DOCUMENT EXCERPT.
Published: May 14, 2008

STAFFORD — Not even the Stafford Regional Airport was immune to the effects of last week’s damaging tornado.

The Stafford Regional Airport Authority’s monthly meeting was moved from its regular location at the airport’s terminal to the Stafford County Board of Supervisors’ chambers.

Airport Manager Ed Wallis said the May 8 tornado lifted up just 300 yards from the airport’s fence, missing the airport. However the storm did dump leaves and debris into the downspouts of the hangars and terminal.

With the spouts clogged, water seeped in to the air vents and throughout much of the building, causing more than $3,800 worth of damage, according to Wallis.
Wallis said the terminal’s sheetrock walls must be removed and the wood behind them ripped out, and then replaced for the water damage to be repaired.

“The worst part of the odor is gone this morning,” he said Tuesday, “but with mold you got to stop it. “You can’t assume it’s gone.”

Wallis said that no important documents were lost in the storm, as they were not being stored in the terminal at the time.

“The history of the airport is safe,” said Wallis.

No aircraft sustained any damage from the storm.

As airport staff cleans up, they are continuing to look at installing new security lighting in the terminal’s gravel parking lot. Right now there are no lights in the area where most visitors conducting business at the airport park their vehicles.

A representative from Campbell and Paris Engineers, the company contracted to complete the project, said the lighting would come at an estimated cost of $250,000, with the federal government offsetting some of that cost with grants and other funds.

Tough economic times have also hurt the airport’s daily operations, according to airport authority Treasurer Walt George.

When the board reviewed its general operating budget performance, George said the airport’s budget was $88,000 less than projected.

George also added that the airport has missed multiple opportunities to garner federal grants for the airport. The treasurer put the total number of grant dollars lost at at least $1 million.

Despite the sluggish numbers Wallis said the sale of jet fuel, which is the main source of income for the airport, was not bad.

Wallis said the facility sold more than 26,000 gallons of jet fuel in April.

It was “a really good month,” Wallis said, despite that the price of fuel was up.

EXERCISE INSTRUCTIONS.
• A. Rewrite the airport storm article from "As airport staff" to "Treasurer Walt George.", swapping "gravel" for "dirt".
• B. Answer these questions from the airport storm article:
(i) How far from the airport's fence did the May 8 tornado lift up?
(ii) What is the estimated cost of the new security lighting?
(iii) How many gallons of jet fuel did the facility sell in April?
Use only the airport storm article to complete the work.

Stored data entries

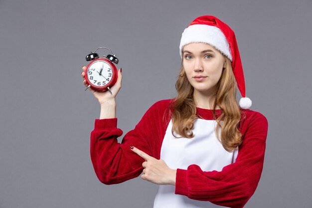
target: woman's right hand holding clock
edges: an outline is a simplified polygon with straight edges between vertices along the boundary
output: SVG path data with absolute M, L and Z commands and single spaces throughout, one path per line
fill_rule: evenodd
M 86 68 L 86 66 L 83 66 L 82 72 L 81 72 L 81 76 L 83 79 L 83 84 L 84 84 L 86 87 L 88 87 L 87 81 L 85 79 L 85 73 Z M 117 81 L 115 85 L 110 88 L 112 94 L 111 94 L 108 91 L 106 92 L 97 92 L 91 88 L 89 88 L 90 91 L 91 91 L 94 97 L 97 99 L 101 105 L 100 119 L 116 117 L 116 96 L 121 88 L 122 80 L 121 71 L 121 68 L 118 70 Z

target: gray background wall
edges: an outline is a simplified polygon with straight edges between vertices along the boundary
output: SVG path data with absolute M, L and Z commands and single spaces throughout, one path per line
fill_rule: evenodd
M 184 28 L 212 14 L 235 31 L 252 110 L 269 128 L 246 208 L 311 208 L 311 0 L 0 0 L 0 208 L 152 207 L 157 186 L 106 186 L 89 156 L 99 105 L 81 68 L 100 46 L 123 68 L 119 127 L 175 95 Z

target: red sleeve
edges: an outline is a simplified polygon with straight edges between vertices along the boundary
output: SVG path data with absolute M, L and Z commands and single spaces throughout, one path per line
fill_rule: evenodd
M 176 194 L 222 206 L 244 207 L 260 179 L 268 131 L 264 116 L 249 110 L 246 112 L 251 115 L 246 116 L 242 125 L 243 142 L 235 162 L 221 171 L 204 172 L 196 165 L 187 170 L 177 169 Z
M 96 174 L 102 183 L 119 184 L 142 173 L 144 160 L 130 149 L 131 146 L 159 159 L 160 141 L 165 132 L 162 119 L 167 101 L 154 104 L 135 129 L 125 135 L 121 144 L 117 139 L 123 134 L 117 127 L 117 118 L 95 120 L 91 134 L 90 154 Z

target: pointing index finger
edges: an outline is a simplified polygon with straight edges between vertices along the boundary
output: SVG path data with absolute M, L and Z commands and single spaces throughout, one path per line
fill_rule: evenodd
M 144 152 L 142 151 L 142 150 L 140 150 L 139 149 L 135 148 L 134 147 L 133 147 L 133 149 L 131 149 L 131 150 L 133 152 L 137 153 L 138 155 L 139 155 L 139 156 L 140 156 L 141 158 L 143 158 L 144 160 L 146 160 L 147 161 L 148 160 L 151 159 L 151 158 L 153 158 L 153 157 L 149 156 L 149 155 L 148 155 Z

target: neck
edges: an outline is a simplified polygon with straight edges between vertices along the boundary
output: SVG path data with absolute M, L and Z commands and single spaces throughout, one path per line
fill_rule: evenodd
M 215 99 L 212 98 L 212 93 L 203 93 L 197 90 L 194 91 L 193 97 L 196 107 L 205 109 L 212 109 Z M 216 106 L 216 109 L 220 109 L 219 106 Z

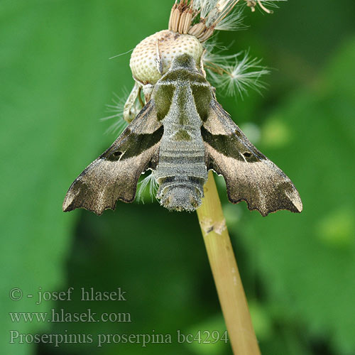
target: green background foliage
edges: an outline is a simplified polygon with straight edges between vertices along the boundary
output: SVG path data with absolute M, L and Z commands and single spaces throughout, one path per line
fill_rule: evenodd
M 1 353 L 231 354 L 223 342 L 178 344 L 176 332 L 224 330 L 195 214 L 156 202 L 119 203 L 102 217 L 64 214 L 77 175 L 116 138 L 105 104 L 133 80 L 125 53 L 167 27 L 173 1 L 2 0 Z M 248 14 L 248 31 L 223 33 L 234 53 L 249 49 L 277 70 L 263 96 L 217 93 L 258 147 L 292 178 L 300 215 L 263 218 L 226 201 L 218 179 L 263 354 L 355 353 L 355 5 L 293 1 L 273 15 Z M 72 301 L 38 290 L 75 289 Z M 127 291 L 126 302 L 80 302 L 80 288 Z M 10 299 L 19 288 L 23 297 Z M 132 322 L 11 322 L 9 312 L 129 312 Z M 173 334 L 173 344 L 10 343 L 33 334 Z

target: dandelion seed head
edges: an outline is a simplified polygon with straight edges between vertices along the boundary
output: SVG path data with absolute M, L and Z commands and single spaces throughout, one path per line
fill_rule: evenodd
M 231 60 L 234 63 L 231 64 Z M 206 66 L 206 70 L 216 87 L 224 89 L 228 95 L 233 96 L 236 93 L 243 98 L 249 89 L 260 92 L 265 87 L 261 77 L 269 74 L 270 71 L 260 65 L 261 61 L 258 58 L 251 58 L 248 52 L 237 53 L 221 56 L 217 63 L 212 62 L 217 71 L 213 66 Z
M 110 112 L 112 114 L 103 117 L 101 121 L 113 121 L 113 124 L 106 130 L 105 133 L 119 133 L 124 131 L 127 126 L 127 123 L 123 119 L 124 116 L 124 106 L 126 102 L 126 98 L 128 97 L 128 92 L 126 89 L 124 90 L 124 94 L 121 97 L 119 97 L 114 92 L 114 97 L 112 98 L 112 104 L 106 105 L 106 111 Z

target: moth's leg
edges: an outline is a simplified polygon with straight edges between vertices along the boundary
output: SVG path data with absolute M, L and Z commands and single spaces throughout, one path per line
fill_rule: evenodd
M 141 98 L 141 89 L 142 85 L 138 82 L 135 82 L 133 88 L 124 104 L 124 119 L 129 124 L 136 117 L 138 113 L 135 107 L 135 103 L 137 99 Z
M 159 49 L 159 38 L 157 38 L 156 43 L 155 43 L 155 48 L 156 48 L 156 58 L 155 58 L 155 62 L 156 62 L 156 68 L 160 75 L 163 75 L 163 60 L 161 59 L 161 55 L 160 55 L 160 50 Z
M 147 84 L 143 87 L 143 93 L 144 94 L 144 99 L 146 99 L 146 102 L 148 102 L 151 99 L 151 97 L 152 95 L 153 89 L 154 89 L 154 86 L 151 84 Z

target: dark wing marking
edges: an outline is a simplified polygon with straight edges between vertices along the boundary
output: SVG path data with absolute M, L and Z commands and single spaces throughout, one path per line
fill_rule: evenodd
M 157 159 L 163 131 L 150 101 L 112 146 L 74 181 L 63 211 L 82 207 L 101 214 L 114 209 L 118 200 L 131 202 L 139 176 Z
M 214 99 L 202 126 L 207 169 L 222 175 L 228 197 L 244 200 L 263 216 L 279 209 L 300 212 L 301 199 L 291 180 L 245 136 Z

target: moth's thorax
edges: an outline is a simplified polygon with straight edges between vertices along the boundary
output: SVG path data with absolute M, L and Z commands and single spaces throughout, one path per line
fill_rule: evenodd
M 170 209 L 193 211 L 207 178 L 201 126 L 208 116 L 212 88 L 187 56 L 176 58 L 153 94 L 164 133 L 154 175 L 158 198 Z

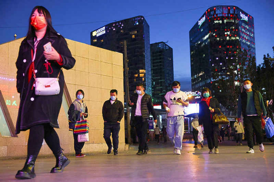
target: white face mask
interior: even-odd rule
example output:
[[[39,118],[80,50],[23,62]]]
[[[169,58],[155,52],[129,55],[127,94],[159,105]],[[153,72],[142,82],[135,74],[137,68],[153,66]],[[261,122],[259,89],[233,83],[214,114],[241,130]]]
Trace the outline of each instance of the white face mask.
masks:
[[[138,94],[138,95],[140,95],[142,94],[142,91],[136,90],[136,93]]]
[[[180,88],[175,88],[173,89],[173,91],[175,93],[178,93],[180,91]]]
[[[249,90],[251,88],[251,84],[247,84],[244,86],[244,87],[246,90]]]

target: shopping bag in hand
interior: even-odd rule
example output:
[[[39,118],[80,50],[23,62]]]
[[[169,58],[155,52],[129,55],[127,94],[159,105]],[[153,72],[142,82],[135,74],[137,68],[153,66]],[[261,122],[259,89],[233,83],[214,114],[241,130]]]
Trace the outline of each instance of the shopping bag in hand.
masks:
[[[202,131],[202,127],[199,126],[196,128],[198,130],[198,141],[202,144],[204,143],[204,136],[203,136],[203,132]]]
[[[270,118],[267,118],[266,120],[266,127],[264,130],[266,131],[267,138],[270,138],[274,135],[274,125]]]

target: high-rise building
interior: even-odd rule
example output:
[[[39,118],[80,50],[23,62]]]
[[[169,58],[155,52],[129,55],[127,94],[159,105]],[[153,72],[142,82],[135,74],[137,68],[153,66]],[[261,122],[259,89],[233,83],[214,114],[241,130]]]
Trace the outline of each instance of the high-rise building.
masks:
[[[163,42],[150,44],[153,102],[161,105],[173,81],[173,51]]]
[[[144,83],[146,93],[151,95],[149,26],[144,17],[113,22],[90,32],[91,45],[123,53],[124,40],[129,60],[130,95],[134,93],[138,82]],[[125,85],[124,79],[124,90]]]
[[[212,70],[225,73],[239,50],[255,56],[254,18],[235,6],[211,7],[189,31],[189,42],[192,90],[209,87]]]

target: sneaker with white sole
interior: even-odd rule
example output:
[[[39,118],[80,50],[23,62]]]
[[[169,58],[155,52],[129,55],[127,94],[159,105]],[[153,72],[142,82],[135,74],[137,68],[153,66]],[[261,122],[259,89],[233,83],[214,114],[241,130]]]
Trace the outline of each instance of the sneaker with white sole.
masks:
[[[176,154],[177,155],[181,155],[181,150],[179,148],[176,149]]]
[[[249,150],[246,151],[246,153],[248,154],[253,154],[254,153],[254,150],[253,148],[249,148]]]
[[[264,147],[262,144],[262,143],[261,145],[259,145],[259,148],[260,149],[260,150],[262,152],[264,151]]]

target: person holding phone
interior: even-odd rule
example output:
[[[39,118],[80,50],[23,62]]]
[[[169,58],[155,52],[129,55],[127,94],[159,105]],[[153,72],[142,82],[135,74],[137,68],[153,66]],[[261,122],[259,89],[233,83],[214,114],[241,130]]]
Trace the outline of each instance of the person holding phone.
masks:
[[[179,82],[173,82],[172,87],[172,90],[165,96],[163,105],[167,112],[167,131],[169,138],[174,145],[173,152],[181,155],[184,131],[184,110],[185,107],[188,107],[188,97],[184,92],[180,90],[181,85]]]
[[[56,158],[56,165],[51,173],[62,172],[70,162],[63,153],[54,128],[59,127],[57,119],[65,83],[61,68],[72,68],[75,60],[65,39],[52,27],[51,20],[49,12],[45,7],[37,6],[33,9],[27,36],[21,43],[16,63],[16,87],[20,96],[16,133],[30,130],[27,160],[15,176],[18,179],[36,177],[35,164],[44,139]],[[52,51],[47,52],[43,46],[49,42]],[[59,75],[59,93],[36,95],[34,73],[37,78],[56,78]]]
[[[219,132],[219,125],[212,123],[212,118],[215,113],[220,114],[220,104],[217,99],[212,97],[211,92],[208,88],[203,88],[202,93],[203,98],[199,104],[199,125],[204,126],[209,149],[209,153],[218,154],[219,153],[218,148],[218,136]]]
[[[88,116],[87,107],[83,100],[85,97],[84,91],[82,90],[78,90],[76,92],[75,97],[76,99],[70,105],[68,111],[69,130],[73,132],[74,132],[76,121],[84,120],[85,118]],[[85,142],[79,142],[78,137],[78,135],[73,133],[75,156],[76,157],[82,157],[86,156],[82,153],[82,150]]]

EXERCISE RESPONSES.
• A.
As airport staff cleans up, they are continuing to look at installing new security lighting in the terminal’s dirt parking lot. Right now there are no lights in the area where most visitors conducting business at the airport park their vehicles.

A representative from Campbell and Paris Engineers, the company contracted to complete the project, said the lighting would come at an estimated cost of $250,000, with the federal government offsetting some of that cost with grants and other funds.

Tough economic times have also hurt the airport’s daily operations, according to airport authority Treasurer Walt George.

• B.
(i) 300 yards
(ii) $250,000
(iii) More than 26,000 gallons